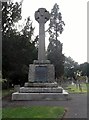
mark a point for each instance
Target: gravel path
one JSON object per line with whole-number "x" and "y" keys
{"x": 76, "y": 107}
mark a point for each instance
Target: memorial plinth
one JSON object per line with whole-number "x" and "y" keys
{"x": 41, "y": 77}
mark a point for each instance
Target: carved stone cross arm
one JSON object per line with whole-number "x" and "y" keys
{"x": 42, "y": 15}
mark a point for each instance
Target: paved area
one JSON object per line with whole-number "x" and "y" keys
{"x": 76, "y": 107}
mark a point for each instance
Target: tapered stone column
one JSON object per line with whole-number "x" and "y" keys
{"x": 41, "y": 16}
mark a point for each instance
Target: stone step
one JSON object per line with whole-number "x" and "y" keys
{"x": 40, "y": 96}
{"x": 40, "y": 90}
{"x": 28, "y": 84}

########

Exercise brief =>
All of the entries above are to be transcribed word for word, with no pictures included.

Expected answer =>
mark a point for each instance
Target: gravel path
one JSON object per line with whole-number "x" and "y" keys
{"x": 76, "y": 107}
mark a point for each instance
Target: memorial plinth
one JSON object per line with whole-number "x" and "y" keys
{"x": 41, "y": 77}
mark a point for each instance
Target: carved stone cross arm
one JSON object per line with whole-number "x" and "y" keys
{"x": 42, "y": 15}
mark a point for each instance
Target: paved area
one JSON object per line with whole-number "x" and "y" keys
{"x": 76, "y": 107}
mark a point for each instance
Target: tapered stone column
one JSON object per line with whole-number "x" and "y" keys
{"x": 41, "y": 16}
mark a point for each instance
Target: stone step
one JSON object per line with whole-number "x" and "y" keys
{"x": 40, "y": 96}
{"x": 40, "y": 90}
{"x": 28, "y": 84}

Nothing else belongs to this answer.